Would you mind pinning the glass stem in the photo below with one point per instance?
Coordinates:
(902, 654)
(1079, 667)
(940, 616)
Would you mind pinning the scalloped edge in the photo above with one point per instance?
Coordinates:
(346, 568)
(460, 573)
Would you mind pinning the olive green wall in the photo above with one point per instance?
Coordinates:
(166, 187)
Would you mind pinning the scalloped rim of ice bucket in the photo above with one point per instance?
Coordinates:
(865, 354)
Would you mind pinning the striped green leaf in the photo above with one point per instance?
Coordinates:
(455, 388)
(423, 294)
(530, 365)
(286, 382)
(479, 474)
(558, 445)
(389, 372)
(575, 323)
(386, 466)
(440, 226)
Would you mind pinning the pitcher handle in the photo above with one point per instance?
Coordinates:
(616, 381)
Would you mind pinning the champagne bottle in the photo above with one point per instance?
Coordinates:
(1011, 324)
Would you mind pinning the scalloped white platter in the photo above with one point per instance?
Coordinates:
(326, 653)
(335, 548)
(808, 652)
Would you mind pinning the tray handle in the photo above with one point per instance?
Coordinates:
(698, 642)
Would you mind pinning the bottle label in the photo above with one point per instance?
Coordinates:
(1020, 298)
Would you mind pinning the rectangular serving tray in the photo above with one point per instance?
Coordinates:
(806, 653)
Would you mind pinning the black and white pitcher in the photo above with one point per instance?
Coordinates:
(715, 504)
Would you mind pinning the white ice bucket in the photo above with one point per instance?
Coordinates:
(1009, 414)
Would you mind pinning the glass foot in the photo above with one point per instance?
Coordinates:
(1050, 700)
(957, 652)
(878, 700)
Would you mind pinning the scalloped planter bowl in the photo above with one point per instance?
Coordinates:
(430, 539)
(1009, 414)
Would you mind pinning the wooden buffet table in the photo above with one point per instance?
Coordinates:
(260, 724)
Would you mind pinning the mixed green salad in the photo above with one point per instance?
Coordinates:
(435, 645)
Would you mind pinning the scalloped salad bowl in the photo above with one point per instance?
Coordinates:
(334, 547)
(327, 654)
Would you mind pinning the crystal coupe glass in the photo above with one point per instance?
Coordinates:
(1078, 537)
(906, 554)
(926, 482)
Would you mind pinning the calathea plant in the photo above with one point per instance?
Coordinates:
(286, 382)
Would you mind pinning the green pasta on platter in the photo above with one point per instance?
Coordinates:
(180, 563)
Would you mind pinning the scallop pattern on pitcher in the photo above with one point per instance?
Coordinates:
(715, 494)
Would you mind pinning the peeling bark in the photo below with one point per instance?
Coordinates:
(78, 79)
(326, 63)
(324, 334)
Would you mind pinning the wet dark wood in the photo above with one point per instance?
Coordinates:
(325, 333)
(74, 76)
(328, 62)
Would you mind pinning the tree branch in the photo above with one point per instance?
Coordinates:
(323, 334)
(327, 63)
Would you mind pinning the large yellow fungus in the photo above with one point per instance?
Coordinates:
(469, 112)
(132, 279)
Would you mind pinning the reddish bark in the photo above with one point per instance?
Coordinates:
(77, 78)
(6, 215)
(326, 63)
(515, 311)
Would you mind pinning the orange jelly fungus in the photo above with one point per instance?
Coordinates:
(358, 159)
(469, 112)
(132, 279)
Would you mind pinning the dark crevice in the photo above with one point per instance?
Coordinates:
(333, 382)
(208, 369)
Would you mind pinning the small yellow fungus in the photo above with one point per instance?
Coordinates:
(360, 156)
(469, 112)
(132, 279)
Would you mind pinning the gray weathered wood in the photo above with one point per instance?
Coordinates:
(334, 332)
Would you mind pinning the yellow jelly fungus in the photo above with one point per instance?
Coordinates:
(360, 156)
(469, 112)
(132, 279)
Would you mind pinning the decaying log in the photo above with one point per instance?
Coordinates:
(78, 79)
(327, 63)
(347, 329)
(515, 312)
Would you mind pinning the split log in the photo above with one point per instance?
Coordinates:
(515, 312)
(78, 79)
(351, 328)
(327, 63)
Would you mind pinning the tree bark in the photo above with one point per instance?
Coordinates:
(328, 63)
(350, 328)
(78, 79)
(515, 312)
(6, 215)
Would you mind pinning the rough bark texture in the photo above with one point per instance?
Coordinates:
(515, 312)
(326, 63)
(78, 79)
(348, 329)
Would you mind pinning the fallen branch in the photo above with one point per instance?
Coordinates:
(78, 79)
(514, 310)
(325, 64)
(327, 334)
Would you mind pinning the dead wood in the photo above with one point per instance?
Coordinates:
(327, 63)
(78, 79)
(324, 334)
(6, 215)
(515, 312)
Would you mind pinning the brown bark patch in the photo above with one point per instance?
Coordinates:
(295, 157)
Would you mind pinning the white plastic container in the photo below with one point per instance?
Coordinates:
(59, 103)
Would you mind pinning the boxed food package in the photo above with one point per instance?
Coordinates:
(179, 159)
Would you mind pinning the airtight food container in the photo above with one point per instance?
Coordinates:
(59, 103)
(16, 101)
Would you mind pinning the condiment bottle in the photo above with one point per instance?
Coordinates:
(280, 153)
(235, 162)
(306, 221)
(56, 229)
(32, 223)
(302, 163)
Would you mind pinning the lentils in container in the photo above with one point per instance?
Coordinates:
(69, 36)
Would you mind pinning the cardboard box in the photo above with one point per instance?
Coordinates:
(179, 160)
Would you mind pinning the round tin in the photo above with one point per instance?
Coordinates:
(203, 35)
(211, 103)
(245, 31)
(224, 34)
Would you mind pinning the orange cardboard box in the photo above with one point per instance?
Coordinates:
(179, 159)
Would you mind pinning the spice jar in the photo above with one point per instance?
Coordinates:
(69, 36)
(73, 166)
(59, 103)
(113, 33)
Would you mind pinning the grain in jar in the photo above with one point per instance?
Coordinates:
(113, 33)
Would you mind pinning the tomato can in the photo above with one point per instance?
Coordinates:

> [ACTION ITEM]: Each line above is to be restated exactly.

> [TASK RESULT]:
Would you mind pinning the glass stem in the photo below with one point per instance?
Coordinates:
(902, 654)
(1079, 667)
(940, 616)
Would you mind pinning the scalloped edge in the photo above with one point per instance?
Coordinates:
(346, 568)
(460, 573)
Would you mind pinning the olive green wall in the photo above with one point per instance?
Coordinates:
(166, 187)
Would you mind pinning the scalloped rim of ice bucket in the photo above with one point per instance?
Coordinates:
(865, 354)
Would you mind pinning the striped green leaf in the photo above with one point per instance?
Coordinates:
(455, 388)
(423, 294)
(530, 365)
(286, 382)
(479, 474)
(558, 445)
(389, 372)
(575, 323)
(386, 466)
(440, 226)
Would you mind pinning the pitcher handle in the photo above with one point per instance?
Coordinates:
(616, 381)
Would you mind pinning the champagne bottle in the photo above with one point per instance?
Coordinates:
(1011, 324)
Would you mind pinning the scalloped white platter in the photo above with one point per instance?
Coordinates:
(326, 653)
(335, 548)
(808, 652)
Would you mind pinning the tray handle in the photo above with one point per instance?
Coordinates:
(698, 642)
Would you mind pinning the bottle label in the photo above with one point per instance?
Coordinates:
(1020, 298)
Would you mind pinning the rectangular serving tray in the photo above with one point per instance?
Coordinates:
(806, 653)
Would you mind pinning the black and white pitcher in the photo above with one point per instance?
Coordinates:
(715, 504)
Would you mind pinning the white ice bucket in the photo above with one point per instance?
Coordinates:
(1009, 414)
Would you mind pinning the glass foot in the photo above with one point per instance?
Coordinates:
(1050, 700)
(957, 652)
(878, 700)
Would you mind pinning the scalloped planter bowl in the photo above with one point per instance?
Coordinates:
(430, 539)
(1009, 414)
Would you mind pinning the wooden buffet table in the photo above with one point per instance?
Coordinates:
(260, 724)
Would you mind pinning the mixed green salad in the photo above with one point per instance?
Coordinates:
(435, 645)
Would you mind pinning the scalloped salad bowl in the photo above with one point per instance?
Coordinates:
(334, 547)
(327, 654)
Would you mind pinning the crystal coupe glass in the photo above with one point per instance?
Coordinates:
(1078, 537)
(906, 554)
(926, 482)
Would you mind pinning the calathea plant in the photo above with one point per instance?
Coordinates:
(286, 382)
Would you mind pinning the green pasta on platter in the photo above with one point per instance?
Coordinates:
(180, 563)
Would you mind pinning the scallop pattern on pitcher in the photo above with one point per instance?
Coordinates:
(715, 494)
Would you mind pinning the peeling bark in the photo below with one point per instance?
Coordinates:
(78, 79)
(326, 63)
(324, 334)
Would you mind pinning the wet dark wood in the photo above with one point per instance?
Coordinates:
(325, 333)
(74, 76)
(328, 62)
Would you mind pinning the tree branch in the photo above with one point per instance?
Coordinates:
(323, 334)
(327, 63)
Would you mind pinning the large yellow fungus in the photo above with one point per instance?
Coordinates:
(469, 112)
(132, 279)
Would you mind pinning the reddish bark in the photo above with one point per instance?
Coordinates:
(77, 78)
(6, 215)
(326, 63)
(515, 311)
Would you mind pinning the orange jelly fungus in the photo above with one point per instance?
Coordinates:
(358, 159)
(469, 112)
(132, 279)
Would you mind pinning the dark crevice in the photo above with one point per instance?
Coordinates:
(333, 382)
(208, 369)
Would you mind pinning the small yellow fungus in the photo above with one point per instance?
Coordinates:
(360, 156)
(469, 112)
(132, 279)
Would you mind pinning the gray weathered wood in the photo above with one point per instance?
Coordinates:
(334, 332)
Would you mind pinning the yellow jelly fungus in the photo above with one point per instance?
Coordinates:
(360, 156)
(469, 112)
(132, 279)
Would you mind pinning the decaying log in the photo above with one point per instance?
Coordinates:
(78, 79)
(327, 63)
(347, 329)
(515, 312)
Would you mind pinning the split log in the photo above with one point per instance?
Coordinates:
(515, 312)
(78, 79)
(351, 328)
(327, 63)
Would you mind pinning the tree bark in the photo above with one point per instance?
Coordinates:
(328, 63)
(350, 328)
(78, 79)
(515, 312)
(6, 215)
Would you mind pinning the rough bark texture in the photo above with one point per instance?
Coordinates:
(515, 312)
(326, 63)
(78, 79)
(348, 329)
Would you mind pinning the fallen branch in the photo above with one point per instance?
Coordinates:
(78, 79)
(514, 310)
(325, 64)
(327, 334)
Would you mind pinning the dead wood in the photo above with one point per instance?
Coordinates:
(327, 63)
(78, 79)
(324, 334)
(6, 215)
(515, 312)
Would you mind pinning the brown bark patch in the photo above with one point per instance?
Coordinates:
(295, 157)
Would you mind pinning the white plastic container in the photo below with one point per instance?
Coordinates:
(59, 103)
Would you mind pinning the boxed food package in the photo above with one point per instance?
Coordinates:
(179, 159)
Would you mind pinning the airtight food container in the photo above with one point per instance?
Coordinates:
(59, 103)
(16, 101)
Would you mind pinning the condiment bottle in the photo above with one point per instance?
Coordinates:
(280, 153)
(235, 162)
(306, 221)
(56, 229)
(32, 223)
(302, 163)
Would you mind pinning the lentils in container in the photo above with one point per instance?
Coordinates:
(69, 36)
Would you mind pinning the cardboard box in the photo above with one point per instance?
Coordinates:
(179, 160)
Would you mind pinning the round tin in the photo above with one point per instance?
Coordinates:
(203, 35)
(211, 103)
(245, 31)
(224, 34)
Would you mind pinning the orange cardboard box in the photo above with one point per instance?
Coordinates:
(179, 159)
Would you mind pinning the spice jar in the photo above with one point per instance?
Coordinates:
(69, 36)
(73, 166)
(59, 103)
(113, 33)
Would you mind pinning the grain in jar in the photo above with one point per instance?
Coordinates:
(113, 33)
Would you mind pinning the tomato can in the photo above with one point per instance?
Coordinates:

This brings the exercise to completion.